(PROBLEM)
In the workshop listing below, what time does the workshop officially end?

(SELECTED PASSAGE)
- Opening Delimiter -

Writing Our Visibility: Workshop with Rhiannon Mudaliar
This event is part of the Scottish Mental Health Arts Festival 2024.
When it comes to our mental health as people of colour, what does it really mean to be visible? When is visibility empowering, and when is it harmful?
The UK’s BPOC population is caught in a paradox of mental health visibility. We experience higher rates of mental illness than non-BPOC people yet have less access to mental health services, timely diagnosis, and effective treatment, and are disproportionately targeted for detention and sectioning. Our intersecting marginalisations - such as physical disability, identifying as LGBTQ+, or housing insecurity, among others – are often ignored for a sole focus on race, which makes this in/visibility even more isolating.
This in-person workshop led by Rhiannon Mudaliar aims to give writers of colour the tools, space, and confidence to (re)define our mental health visibility on our own terms. Through writing, we’ll explore our relationships with mental health, in/visibility, self-definition, and creativity. Activities will include discussion/sharing, collage, and repurposing old texts to express ourselves.
The workshop is open to all Black writers and writers of colour in Scotland. All experience levels welcome, including those trying out creative writing for the first time!
Although the workshop officially ends at 1pm, we will have some extra time afterwards for attendees to decompress, have a chat, and/or grab a tea or coffee for the road.
We have a limited number of travel and carer/childcare bursaries available for attendees. Please contact us at scottishbpocwriters@gmail.com if you would like more information.
This event adheres to SBWN's Safer Spaces Policy.
About Rhiannon
I’m a newly minted arts graduate with ambitions of saving the world! That’s not too overly ambitious for a debut project, is it?
Photography, poetry, and documentative art film are my mediums of choice. My work primarily concerns itself with uplifting marginalised groups, the rituals of intimacy, and the perpetuation, consideration, and photographic capture of queer joy.
When I’m not filming, writing, or reading, I like to knit. I used to proclaim myself a cat person, but I feel that has changed of late, thanks to a very small dog which recently entered my life.
I also consider myself now to be a coffee drinker, a habitual glass clinker, a recreational hooligan, and an avid videogame vivisector. I am queer, mixed race, unapologetically huge, and always looking for an excuse to dress up. It is my most dear belief that people, when given the chance, are just the absolute best.
Find me at home, ensconced among many blankets and loved ones, most likely watching an animated classic.

- Closing Delimiter -

(PROVIDED DATA)
- Opening Delimiter -

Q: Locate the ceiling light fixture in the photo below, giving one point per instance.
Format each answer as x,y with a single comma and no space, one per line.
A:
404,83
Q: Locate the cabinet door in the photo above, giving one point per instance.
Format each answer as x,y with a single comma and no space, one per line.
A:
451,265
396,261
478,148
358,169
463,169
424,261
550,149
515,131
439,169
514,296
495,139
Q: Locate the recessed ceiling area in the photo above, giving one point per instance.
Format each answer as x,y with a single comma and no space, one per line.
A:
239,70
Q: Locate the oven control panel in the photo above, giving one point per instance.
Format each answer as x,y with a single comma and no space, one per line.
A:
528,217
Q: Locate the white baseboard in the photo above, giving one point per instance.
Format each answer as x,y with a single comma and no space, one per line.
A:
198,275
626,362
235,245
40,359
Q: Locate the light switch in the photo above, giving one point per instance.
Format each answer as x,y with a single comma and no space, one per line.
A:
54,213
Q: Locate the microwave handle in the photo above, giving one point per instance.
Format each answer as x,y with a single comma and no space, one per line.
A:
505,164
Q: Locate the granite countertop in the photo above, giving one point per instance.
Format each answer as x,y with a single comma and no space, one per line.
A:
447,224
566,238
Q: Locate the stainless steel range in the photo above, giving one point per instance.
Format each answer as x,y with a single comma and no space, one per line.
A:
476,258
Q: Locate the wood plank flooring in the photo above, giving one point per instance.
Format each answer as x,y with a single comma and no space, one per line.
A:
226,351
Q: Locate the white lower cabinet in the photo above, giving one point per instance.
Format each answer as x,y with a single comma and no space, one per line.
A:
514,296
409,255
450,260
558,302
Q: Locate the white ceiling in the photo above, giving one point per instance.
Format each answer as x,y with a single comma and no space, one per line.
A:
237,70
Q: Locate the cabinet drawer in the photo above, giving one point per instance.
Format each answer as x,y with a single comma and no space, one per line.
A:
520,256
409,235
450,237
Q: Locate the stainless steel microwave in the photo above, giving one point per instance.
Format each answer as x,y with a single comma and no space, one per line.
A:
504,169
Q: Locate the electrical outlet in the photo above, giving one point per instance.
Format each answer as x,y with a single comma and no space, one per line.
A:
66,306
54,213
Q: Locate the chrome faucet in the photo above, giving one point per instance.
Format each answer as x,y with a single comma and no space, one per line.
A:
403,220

- Closing Delimiter -

(OUTPUT OF THE EXERCISE)
1pm